#### Actions to take:
[1] List the issues that, according to the PipelineX passage, used to challenge the Pipeline Execution Engine.
[2] Please extend the PipelineX passage, picking up right after its last sentence.

#### Text segment:
— START —

PipelineX has provided answers to the following issues that used to challenge the Pipeline Execution Engine:

Limited execution concurrency
High execution overhead
High scheduling overhead
Poor readability of operator profile

Execution concurrency

The Pipeline Execution Engine remains under the restriction of the static concurrency parameter at FE and the tablet count at the storage layer, making itself unable to capitalize on the full computing resources. Plus, it is easily affected by data skew.

For example, suppose that Table A contains 100 million rows but it has only 1 tablet, which means it is not sharded enough, let's see what can happen when you perform an aggregation query on it:

 SELECT COUNT(*) FROM A GROUP BY A.COL_1;

During query execution, the query plan is divided into two fragments. Each fragment, consisting of multiple operators, is dispatched by frontend (FE) to backend (BE). The BE starts threads to execute the fragments concurrently.

— END —

#### Given entries:
— START —

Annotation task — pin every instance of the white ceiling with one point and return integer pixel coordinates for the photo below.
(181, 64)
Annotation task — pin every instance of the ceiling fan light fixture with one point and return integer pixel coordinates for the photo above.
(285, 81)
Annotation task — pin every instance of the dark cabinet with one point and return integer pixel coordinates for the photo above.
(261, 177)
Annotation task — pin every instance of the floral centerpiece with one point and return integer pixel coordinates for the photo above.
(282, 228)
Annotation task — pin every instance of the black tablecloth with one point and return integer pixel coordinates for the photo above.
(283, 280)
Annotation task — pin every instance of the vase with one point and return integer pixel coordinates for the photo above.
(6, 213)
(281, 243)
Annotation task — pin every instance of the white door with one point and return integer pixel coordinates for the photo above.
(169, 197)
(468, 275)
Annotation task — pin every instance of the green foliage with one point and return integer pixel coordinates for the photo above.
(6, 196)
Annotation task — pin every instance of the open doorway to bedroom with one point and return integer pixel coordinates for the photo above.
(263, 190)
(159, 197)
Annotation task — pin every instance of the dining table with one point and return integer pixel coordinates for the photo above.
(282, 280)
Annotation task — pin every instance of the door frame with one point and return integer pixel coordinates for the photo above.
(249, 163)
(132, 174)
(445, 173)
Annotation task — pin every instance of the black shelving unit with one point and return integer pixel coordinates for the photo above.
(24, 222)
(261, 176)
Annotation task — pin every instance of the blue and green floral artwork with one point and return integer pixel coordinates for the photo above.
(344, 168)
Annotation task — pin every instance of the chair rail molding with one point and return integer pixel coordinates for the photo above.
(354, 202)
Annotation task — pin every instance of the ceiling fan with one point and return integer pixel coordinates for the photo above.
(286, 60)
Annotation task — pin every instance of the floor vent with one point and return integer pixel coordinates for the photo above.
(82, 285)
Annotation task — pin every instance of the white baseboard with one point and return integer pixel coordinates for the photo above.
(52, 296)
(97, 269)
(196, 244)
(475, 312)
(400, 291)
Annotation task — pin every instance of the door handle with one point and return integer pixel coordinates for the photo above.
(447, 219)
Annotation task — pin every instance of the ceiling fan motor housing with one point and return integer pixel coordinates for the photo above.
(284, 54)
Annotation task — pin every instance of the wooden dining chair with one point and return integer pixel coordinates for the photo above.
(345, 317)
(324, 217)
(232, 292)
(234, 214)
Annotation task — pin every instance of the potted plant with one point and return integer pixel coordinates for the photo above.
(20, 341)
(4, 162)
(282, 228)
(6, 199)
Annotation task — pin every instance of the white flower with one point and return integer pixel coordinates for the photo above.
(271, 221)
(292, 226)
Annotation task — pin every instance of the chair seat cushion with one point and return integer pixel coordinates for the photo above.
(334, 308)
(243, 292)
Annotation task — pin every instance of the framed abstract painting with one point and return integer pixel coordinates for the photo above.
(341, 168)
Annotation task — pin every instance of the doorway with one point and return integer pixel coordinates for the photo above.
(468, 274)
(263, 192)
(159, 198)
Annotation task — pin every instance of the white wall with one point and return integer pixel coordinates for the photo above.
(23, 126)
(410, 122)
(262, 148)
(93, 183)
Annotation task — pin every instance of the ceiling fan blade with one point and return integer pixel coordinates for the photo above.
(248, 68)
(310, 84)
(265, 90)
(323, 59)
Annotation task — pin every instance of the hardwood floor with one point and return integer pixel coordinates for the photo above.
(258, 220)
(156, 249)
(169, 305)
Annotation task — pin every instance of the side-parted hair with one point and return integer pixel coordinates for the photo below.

— END —

#### Answers for the tasks:
[1]
- Limited execution concurrency
- High execution overhead
- High scheduling overhead
- Poor readability of operator profile

[2]
Pipeline Execution concurrency

Now, let's focus on Fragment 0 for further elaboration. Because there is only one tablet, Fragment 0 can only be executed by one thread. That means aggregation of 100 million rows by one single thread. If you have 16 CPU cores, ideally, the system can allocate 8 threads to execute Fragment 0. In this case, there is a concurrency disparity of 8 to 1. This is how the number of tablets restricts execution concurrency and also why we introduce the idea of Local Shuffle mechanism to remove that restriction in Apache Doris 2.1.0. So this is how it works in PipelineX:

The threads execute their own pipeline tasks, but the pipeline tasks only maintain their runtime state (known as Local State), while the information that shared across all pipeline tasks (known as Global State) is managed by one pipeline object.
On a single BE, the Local Shuffle mechanism is responsible for data distribution and data balancing across pipeline tasks.

Pipeline Execution concurrency

Apart from decoupling execution concurrency from tablet count, Local Shuffle can avoid performance loss due to data skew. Again, we will explain with the foregoing example.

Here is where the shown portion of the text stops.